_练习题目 A:_
将文档节选中的下面这句话译成英文：“使用这些技术，地球物理学家和工程师可以更准确地评估油气田的潜力，优化开采计划，从而降低风险和成本。”
_练习题目 B:_
照原样誊写文档节选中的一段文字，从“1.1 安装conda”开始，到“本，使得多项目开发更为便捷。”结束。
_练习题目 C:_
把文档节选中以“Conda 是一个开源的包管理系统”开头的段落改写得更简短，保留其主要事实。

_文档节选:_

机器学习方法在测井解释上的应用-以岩性分类为例

机器学习在测井解释上的应用越来越广泛，主要用于提高油气勘探和开发的效率和精度。通过使用机器学习算法，可以从测井数据中自动识别地质特征，预测岩石物理性质，以及优化油气储层的评估和管理。

以下是机器学习在测井解释中的一些关键应用：

岩性分类：机器学习模型能够分析测井数据，如声波、电阻率、伽玛射线等，来识别不同的岩石类型和沉积环境。
孔隙度和渗透性预测：使用机器学习算法可以根据测井数据预测岩石的孔隙度和渗透性，这对于评估储层质量和油气潜力非常关键。
储层特征化：机器学习方法可以帮助解释和量化储层的复杂特性，如裂缝、岩层压实度和含油饱和度等。
时间序列分析：在动态测井解释中，机器学习模型能够分析时间序列数据，监测储层的变化，优化生产策略。
自动化和精确性：通过自动化的数据处理和分析，机器学习可以减少人为误差，提高解释的精确性和效率。

使用这些技术，地球物理学家和工程师可以更准确地评估油气田的潜力，优化开采计划，从而降低风险和成本。

本文介绍零基础配置机器学习环境完成测井解释中的常见任务——岩性分类

1. 配置实验环境

1.1 安装conda

Conda 是一个开源的包管理系统和环境管理系统，它支持多种语言，如 Python、R、Ruby、Lua、Scala、Java、JavaScript、C/C++ 等。Conda 主要用于科学计算领域，帮助用户管理依赖关系和环境，从而方便在不同项目之间切换不同的库版本。

Conda 的主要特点包括：

跨平台支持：支持 Linux、Windows 和 macOS。
环境管理：用户可以创建隔离的环境以避免不同库之间的依赖冲突。每个环境可以拥有不同的库版本，使得多项目开发更为便捷。
便捷的包管理：Conda 允许用户从其仓库中安装、升级和删除软件包。这些软件包预编译好了，可以避免用户自己编译的复杂性。
大型生态系统：Conda 通过 Anaconda 和 Miniconda 发行版，为用户提供了大量预编译的科学计算和数据科学相关的软件包。

使用 Conda 的基本命令很简单，比如：

创建新环境：conda create --name myenv python=3.9
激活环境：conda activate myenv
安装包：conda install numpy
列出环境中的包：conda list

这样的特性使 Conda 成为科学研究和数据科学领域非常受欢迎的工具之一。

_所示列表:_
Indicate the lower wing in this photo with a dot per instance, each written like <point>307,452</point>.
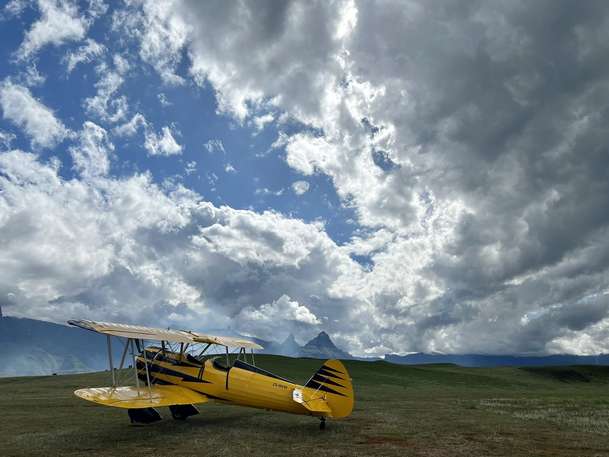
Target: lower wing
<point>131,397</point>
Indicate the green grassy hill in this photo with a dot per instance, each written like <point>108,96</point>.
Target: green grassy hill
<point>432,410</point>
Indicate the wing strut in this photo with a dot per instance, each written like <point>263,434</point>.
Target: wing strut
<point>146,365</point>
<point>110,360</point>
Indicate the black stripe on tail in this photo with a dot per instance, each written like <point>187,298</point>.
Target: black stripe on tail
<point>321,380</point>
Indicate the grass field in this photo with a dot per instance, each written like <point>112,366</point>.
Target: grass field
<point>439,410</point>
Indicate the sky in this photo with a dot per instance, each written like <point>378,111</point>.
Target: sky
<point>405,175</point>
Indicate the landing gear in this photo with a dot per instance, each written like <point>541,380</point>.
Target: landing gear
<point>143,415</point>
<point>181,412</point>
...
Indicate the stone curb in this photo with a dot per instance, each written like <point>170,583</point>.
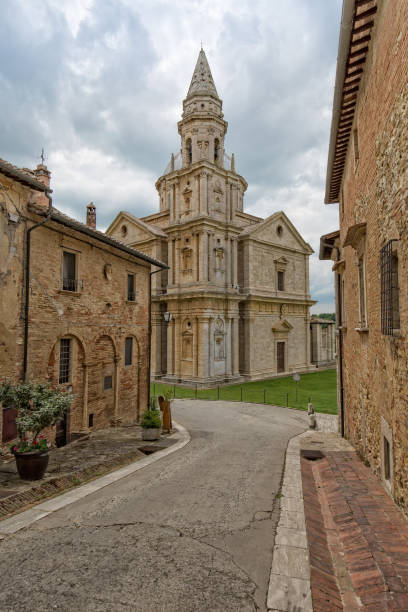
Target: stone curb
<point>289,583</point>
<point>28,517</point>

_书面作答 A:_
Using these techniques, geophysicists and engineers can assess the potential of oil and gas fields more accurately and optimize extraction plans, thereby reducing risks and costs.

_书面作答 B:_
1.1 安装conda

Conda 是一个开源的包管理系统和环境管理系统，它支持多种语言，如 Python、R、Ruby、Lua、Scala、Java、JavaScript、C/C++ 等。Conda 主要用于科学计算领域，帮助用户管理依赖关系和环境，从而方便在不同项目之间切换不同的库版本。

Conda 的主要特点包括：

跨平台支持：支持 Linux、Windows 和 macOS。
环境管理：用户可以创建隔离的环境以避免不同库之间的依赖冲突。每个环境可以拥有不同的库版本，使得多项目开发更为便捷。

_书面作答 C:_
Conda 是开源的包管理与环境管理系统，支持 Python、R、Java、C/C++ 等多种语言。它主要用于科学计算，帮助用户管理依赖关系和环境，便于在不同项目之间切换库版本。